§ Exercise instructions
[a] Which numbers written in numerals appear in the article about the St Kevin's College headmaster's reference, and what does each refer to?
[b] Can you carry on the news article about the St Kevin's College headmaster's reference for the convicted coach, picking up after its final sentence?

§ Document excerpt
════════════════
The headmaster of a prestigious Catholic boys’ school has expressed his “sincere regret” for giving a glowing reference to a coach who groomed a student, leaving the victim feeling “gutted” and “betrayed”, it has been revealed.
Stephen Russell of St Kevin’s College in Melbourne gave the character reference to longtime athletics coach Peter Kehoe at the end of his criminal trial, ABC’s Four Corners program reported on Monday night.
Mr Russell said supplying the reference was an “error in judgment” he regretted making in 2014.
He said he supplied “a limited, factual letter … with the very clear instructions that it could only be used by the court in a sentencing process, post conviction” the Age reported.
“The background to the decision made at the time about providing the reference, was that prior to his reprehensible actions in 2014, Mr Kehoe had no prior charges, or any student or parent complaint of a sexual misconduct nature,” he wrote.
“However, people make errors of judgement … In the same circumstances today, I would not provide a reference. I sincerely regret that I did so in 2014.”
The $20,000-a-year Toorak school made headlines last year after videos surfaced of students chanting gross and misogynistic lyrics on a Melbourne tram and by graduates at a pub crawl.
On Monday night, St Kevin’s once again made headlines.
As revealed on Four Corners, Kehoe – himself an old boy – groomed a student when he was in year nine, making lewd comments and sending revolting messages via social media before the police became involved.
The now-convicted child sex offender was sentenced to a community corrections order for one count of grooming a child under the age of 16. He was also placed on the sex offenders register for eight years.
THE GROOMING AND FACEBOOK MESSAGES
The year nine student’s mother first raised concerns in 2014 about Kehoe, a running coach, training her son alone.
However, on the program tonight, she said she was reassured in a phone call from a woman at the school on behalf of Mr Russell that “Peter is a good person, of good character, and you have nothing to worry about”.
════════════════
§ Source data
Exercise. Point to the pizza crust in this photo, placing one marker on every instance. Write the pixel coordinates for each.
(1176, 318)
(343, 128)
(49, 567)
════════════════
§ Replies
[a]
- **2014**: the year Mr Russell supplied the reference, the year of Kehoe's actions, and the year the student's mother first raised concerns.
- **$20,000**: the yearly cost of the Toorak school.
- **16**: the age limit in the charge Kehoe was convicted on, grooming a child under the age of 16.

[b]
“I don’t know how he knew that,” the student’s mother said.
The case was not made public at the time of Kehoe’s offending because the student was a juvenile.
But the young man, now 20, has bravely aired the chilling details of the abuse he suffered at school.
Kehoe once told the teenager he had an erection at training. Another time, when the boy told the coach he had an oral presentation due for Japanese class, Kehoe told him: “That’s not the only oral you’ll have to do”.
“Love you muchly,” Kehoe said to the underage boy via Facebook messages.
“Maybe you needed another hug from me.
“Ah, the pain of unrequited love!
“I think you’re the best thing since sliced bread.
“Love you. Xxxxxxxx.”
The student told the ABC he had been drinking chocolate milk after training one day and Kehoe commented: “Oh, the sight of that dripping down your face”.
The grooming became even more disturbing when Kehoe insisted the young boy come back to his place after training one day to look at some old St Kevin’s yearbooks.
“I felt like I was in a position where I couldn’t do anything,” he said.
He said it was “probably … one of the most scary times of my life”.
Kehoe showed the boy his bedroom and said he could jump in bed whenever he liked.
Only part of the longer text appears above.